start Records provided
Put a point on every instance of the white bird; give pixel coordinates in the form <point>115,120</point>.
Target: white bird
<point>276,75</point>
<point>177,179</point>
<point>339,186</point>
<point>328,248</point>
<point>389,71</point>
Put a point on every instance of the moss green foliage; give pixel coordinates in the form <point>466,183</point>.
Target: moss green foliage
end Records provided
start Records provided
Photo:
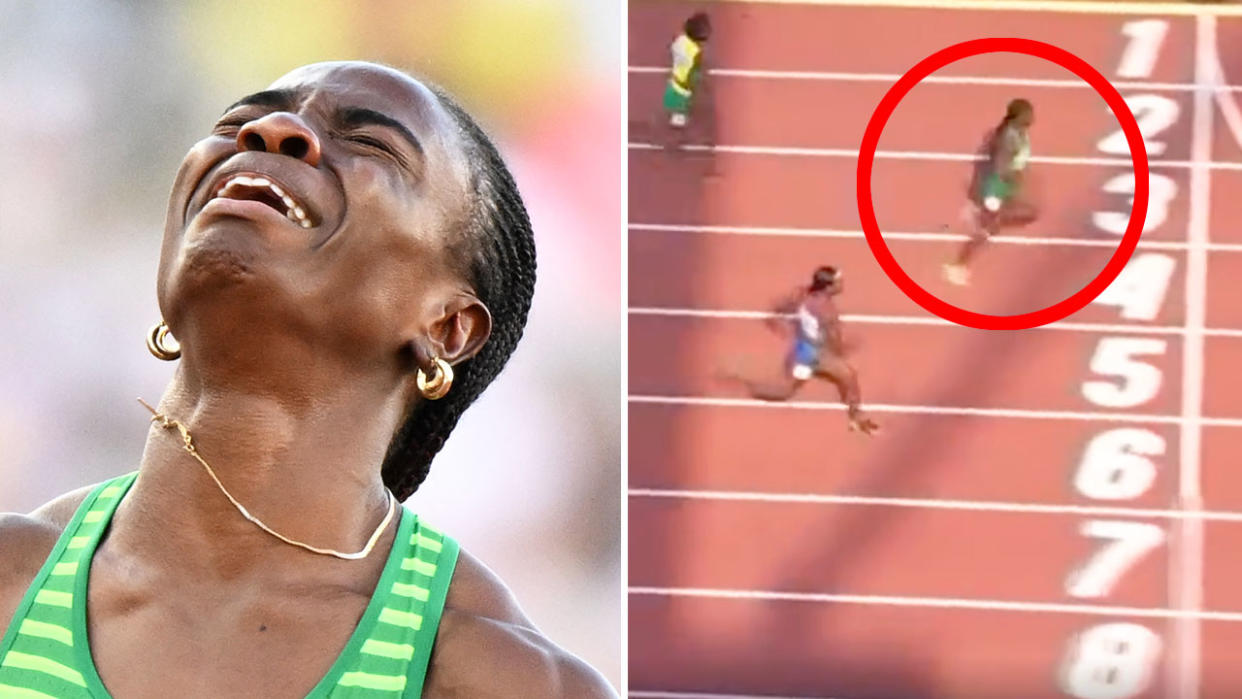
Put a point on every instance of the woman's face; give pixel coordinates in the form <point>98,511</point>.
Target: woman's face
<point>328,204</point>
end Records provided
start Records provided
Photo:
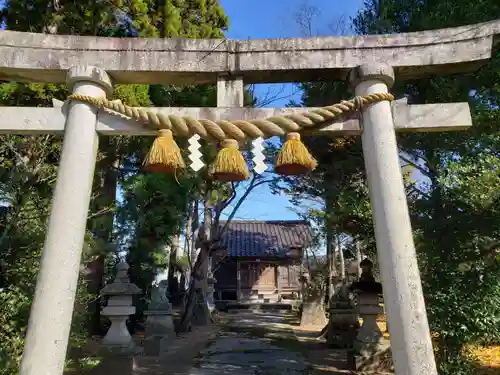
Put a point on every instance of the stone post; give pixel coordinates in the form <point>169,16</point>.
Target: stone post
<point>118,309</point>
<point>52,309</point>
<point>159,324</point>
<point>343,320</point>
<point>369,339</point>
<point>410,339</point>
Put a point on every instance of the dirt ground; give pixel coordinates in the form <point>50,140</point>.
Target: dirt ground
end Records provided
Problem — Copy out, word for word, the lines of the material above from the one containing "Put a point on every instance of the white" through the one containing "Target: moss green foliage", both of those lines included.

Full output —
Put a point on every instance of the white bird; give pixel coordinates in the form <point>115,120</point>.
Target: white bird
<point>276,75</point>
<point>177,179</point>
<point>339,186</point>
<point>328,248</point>
<point>389,71</point>
Put a point on every instance of the moss green foliage; give pixel coordinates in the form <point>466,183</point>.
Target: moss green foliage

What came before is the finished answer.